= WORK ITEM =
Below are some records; reproduce every one of them exactly.

= DATASET EXCERPTS =
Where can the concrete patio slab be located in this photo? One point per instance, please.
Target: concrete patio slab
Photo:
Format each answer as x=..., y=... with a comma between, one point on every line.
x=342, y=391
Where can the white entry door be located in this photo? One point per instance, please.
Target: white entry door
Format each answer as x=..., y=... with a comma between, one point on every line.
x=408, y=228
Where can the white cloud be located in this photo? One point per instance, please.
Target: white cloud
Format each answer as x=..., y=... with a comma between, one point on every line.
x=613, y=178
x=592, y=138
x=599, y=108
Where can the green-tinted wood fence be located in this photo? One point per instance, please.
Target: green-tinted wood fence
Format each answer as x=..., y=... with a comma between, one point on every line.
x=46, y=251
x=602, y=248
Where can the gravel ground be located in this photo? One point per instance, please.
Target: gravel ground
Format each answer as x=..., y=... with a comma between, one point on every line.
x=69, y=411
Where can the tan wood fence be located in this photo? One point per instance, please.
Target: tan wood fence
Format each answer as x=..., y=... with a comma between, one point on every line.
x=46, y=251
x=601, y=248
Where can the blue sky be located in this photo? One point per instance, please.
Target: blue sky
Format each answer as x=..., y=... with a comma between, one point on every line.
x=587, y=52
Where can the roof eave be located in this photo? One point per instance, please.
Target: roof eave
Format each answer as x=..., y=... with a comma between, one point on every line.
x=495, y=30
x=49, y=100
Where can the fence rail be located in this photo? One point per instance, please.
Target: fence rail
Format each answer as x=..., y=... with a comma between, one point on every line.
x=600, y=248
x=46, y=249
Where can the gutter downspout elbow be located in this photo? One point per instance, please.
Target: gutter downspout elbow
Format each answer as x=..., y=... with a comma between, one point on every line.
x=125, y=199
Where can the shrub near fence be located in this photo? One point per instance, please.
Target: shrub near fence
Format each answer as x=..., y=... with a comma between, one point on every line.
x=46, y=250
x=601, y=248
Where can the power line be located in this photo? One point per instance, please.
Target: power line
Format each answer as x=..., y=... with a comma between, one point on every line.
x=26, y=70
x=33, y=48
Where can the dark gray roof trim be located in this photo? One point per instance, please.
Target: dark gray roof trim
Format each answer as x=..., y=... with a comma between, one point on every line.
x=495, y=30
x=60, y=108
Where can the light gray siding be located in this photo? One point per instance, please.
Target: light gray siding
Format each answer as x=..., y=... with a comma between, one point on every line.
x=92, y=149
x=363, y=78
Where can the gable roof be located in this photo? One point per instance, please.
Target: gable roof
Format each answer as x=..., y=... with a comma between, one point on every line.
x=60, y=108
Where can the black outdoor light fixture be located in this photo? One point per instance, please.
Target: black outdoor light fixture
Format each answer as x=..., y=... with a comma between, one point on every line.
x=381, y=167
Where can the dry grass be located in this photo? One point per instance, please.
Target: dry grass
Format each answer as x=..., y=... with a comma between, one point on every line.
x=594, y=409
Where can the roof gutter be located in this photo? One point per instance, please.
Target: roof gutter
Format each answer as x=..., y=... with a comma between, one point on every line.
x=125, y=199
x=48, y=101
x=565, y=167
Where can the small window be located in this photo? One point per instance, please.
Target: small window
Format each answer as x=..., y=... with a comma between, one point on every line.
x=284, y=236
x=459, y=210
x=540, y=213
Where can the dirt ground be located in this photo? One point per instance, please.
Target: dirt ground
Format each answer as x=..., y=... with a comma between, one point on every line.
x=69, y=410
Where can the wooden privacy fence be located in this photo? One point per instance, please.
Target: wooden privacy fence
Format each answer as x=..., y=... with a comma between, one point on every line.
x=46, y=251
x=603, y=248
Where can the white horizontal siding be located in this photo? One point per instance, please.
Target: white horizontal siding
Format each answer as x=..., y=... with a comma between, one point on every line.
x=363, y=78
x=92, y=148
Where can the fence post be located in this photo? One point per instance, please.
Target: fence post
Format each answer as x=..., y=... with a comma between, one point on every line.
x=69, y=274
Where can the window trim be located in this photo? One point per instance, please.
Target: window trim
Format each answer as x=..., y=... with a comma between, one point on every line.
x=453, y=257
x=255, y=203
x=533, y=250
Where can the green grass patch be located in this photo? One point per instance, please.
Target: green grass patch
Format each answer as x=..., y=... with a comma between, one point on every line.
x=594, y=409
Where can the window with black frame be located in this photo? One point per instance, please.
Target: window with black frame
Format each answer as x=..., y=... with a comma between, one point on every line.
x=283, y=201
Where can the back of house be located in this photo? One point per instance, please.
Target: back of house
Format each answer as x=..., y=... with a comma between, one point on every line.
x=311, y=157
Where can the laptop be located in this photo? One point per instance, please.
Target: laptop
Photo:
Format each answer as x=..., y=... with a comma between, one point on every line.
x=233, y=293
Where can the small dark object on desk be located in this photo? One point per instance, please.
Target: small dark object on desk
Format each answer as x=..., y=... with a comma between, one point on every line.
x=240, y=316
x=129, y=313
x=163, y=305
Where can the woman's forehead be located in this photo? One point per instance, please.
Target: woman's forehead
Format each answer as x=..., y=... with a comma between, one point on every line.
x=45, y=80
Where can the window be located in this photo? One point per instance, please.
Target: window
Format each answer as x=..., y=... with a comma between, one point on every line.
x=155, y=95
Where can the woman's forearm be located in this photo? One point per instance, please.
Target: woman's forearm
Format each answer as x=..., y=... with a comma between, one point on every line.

= YOUR SOLUTION =
Where can the concrete patio slab be located in this photo? One point per instance, please.
Target: concrete patio slab
Photo:
Format each answer as x=..., y=... with a comma between, one point on every line.
x=342, y=391
Where can the white entry door be located in this photo? One point per instance, please.
Target: white entry door
Format each answer as x=..., y=... with a comma between, one point on every line.
x=408, y=228
Where can the white cloud be located in this photo? One point per instance, please.
Target: white cloud
Format each answer as x=..., y=... with a comma between, one point on every line.
x=613, y=178
x=592, y=138
x=599, y=108
Where can the green-tinted wood fence be located in this photo? One point per instance, please.
Target: green-tinted wood fence
Format each answer as x=..., y=... with a comma between, one point on every line.
x=46, y=251
x=602, y=248
Where can the gravel ground be located in this photo? One point per instance, please.
Target: gravel ground
Format each answer as x=..., y=... with a comma between, one point on every line.
x=69, y=411
Where can the tan wood fence be located in this photo? One point per instance, please.
Target: tan wood fence
Format each answer as x=..., y=... with a comma between, one point on every line.
x=46, y=251
x=601, y=248
Where can the blue sky be located in this photo? One point per instance, please.
Target: blue sky
Format each answer as x=..., y=... with a comma between, one point on every line.
x=587, y=52
Where can the roof eave be located in this photo? One point per instance, please.
Target: roof eave
Format each answer as x=..., y=... with a comma between, one point on every line.
x=495, y=30
x=49, y=100
Where can the fence rail be located in this photo? One point per instance, please.
Target: fence rail
Format each answer as x=..., y=... with a comma between, one point on every line.
x=600, y=248
x=46, y=249
Where can the gutter downspout elbow be located in this photo? One point per instance, please.
Target: gutter downspout elbow
Format each answer as x=..., y=... with a comma between, one point on every line.
x=125, y=199
Where can the shrub near fence be located in this photo? One point per instance, please.
Target: shrub near fence
Format each answer as x=..., y=... with a comma between, one point on every line.
x=46, y=250
x=601, y=248
Where can the power line be located in this photo? One point per instance, please.
Target: power line
Format each answer as x=..., y=... with a comma between, one point on every line.
x=26, y=70
x=33, y=48
Where can the dark gray roof trim be located in this photo? One point per instance, please.
Target: dark gray roof trim
Format each answer as x=..., y=... with a comma between, one point on every line.
x=495, y=30
x=60, y=108
Where can the light gray siding be located in this photo? One point per instance, please.
Target: light gray siding
Format each answer as x=..., y=... with a comma between, one point on every line.
x=92, y=149
x=363, y=78
Where can the gable roof be located in this photo? One point per instance, please.
Target: gable roof
Format each answer as x=..., y=... with a comma between, one point on every line.
x=60, y=108
Where can the black outdoor light fixture be located in this photo? One point per instance, please.
Target: black outdoor light fixture
Format each answer as x=..., y=... with a comma between, one point on every line.
x=381, y=167
Where can the dry grass be located in this photo? One point per instance, please.
Target: dry grass
Format each answer as x=..., y=... with a comma between, one point on every line.
x=594, y=409
Where can the roof gutter be located in this photo? One point per instance, please.
Target: roof gutter
Format each answer as x=..., y=... with a comma between, one point on every line.
x=125, y=199
x=48, y=101
x=565, y=167
Where can the small window be located in this photo? One point per instance, please.
Target: small window
Format each answer as x=..., y=... with a comma between, one point on every line.
x=284, y=236
x=459, y=210
x=540, y=213
Where can the dirt ground be located in this photo? One point per instance, please.
Target: dirt ground
Format each answer as x=..., y=... with a comma between, one point on every line.
x=69, y=410
Where can the wooden privacy fence be located in this photo? One point per instance, please.
Target: wooden privacy fence
Format each answer as x=..., y=... with a comma between, one point on every line.
x=46, y=251
x=603, y=248
Where can the white horizontal siding be located in this photo? One point per instance, please.
Target: white horizontal siding
Format each answer as x=..., y=... with a comma between, one point on every line.
x=363, y=78
x=92, y=148
Where can the fence post be located in this photo? One point per instance, please.
Target: fence post
Format each answer as x=..., y=... with a comma between, one point on every line.
x=69, y=274
Where can the window trim be located in this photo? One point per instance, please.
Target: window trim
Format each answer as x=..., y=... with a comma between, one point on every line.
x=453, y=257
x=255, y=203
x=533, y=250
Where can the green grass patch be located in this photo? One point per instance, please.
Target: green grass patch
Format each answer as x=..., y=... with a comma between, one point on every line.
x=594, y=409
Where can the window with black frame be located in this photo? One point per instance, please.
Target: window with black frame
Format each answer as x=..., y=... with a comma between, one point on every line.
x=283, y=201
Where can the back of house be located in this photo? One point per instance, please.
Target: back of house
Format each answer as x=..., y=... with a comma between, one point on every line.
x=311, y=157
Where can the laptop be located in this photo? One point per instance, please.
Target: laptop
Photo:
Format each answer as x=..., y=... with a comma between, one point on every line.
x=233, y=293
Where can the small dark object on desk be located in this photo? One point per instance, please.
Target: small dark object on desk
Format each answer as x=..., y=... with a comma between, one point on every line.
x=240, y=316
x=129, y=313
x=163, y=305
Where can the woman's forehead be located in this photo? One point per instance, please.
Target: woman's forehead
Format each answer as x=..., y=... with a comma between, one point on every line.
x=45, y=80
Where can the window be located in this photo? One point per instance, please.
Target: window
Format each answer as x=..., y=... with a comma between, one point on every line.
x=155, y=95
Where can the woman's forearm be located in this photo? One point per instance, please.
Target: woman's forearm
Format each answer as x=..., y=... with a comma between, one point on every line.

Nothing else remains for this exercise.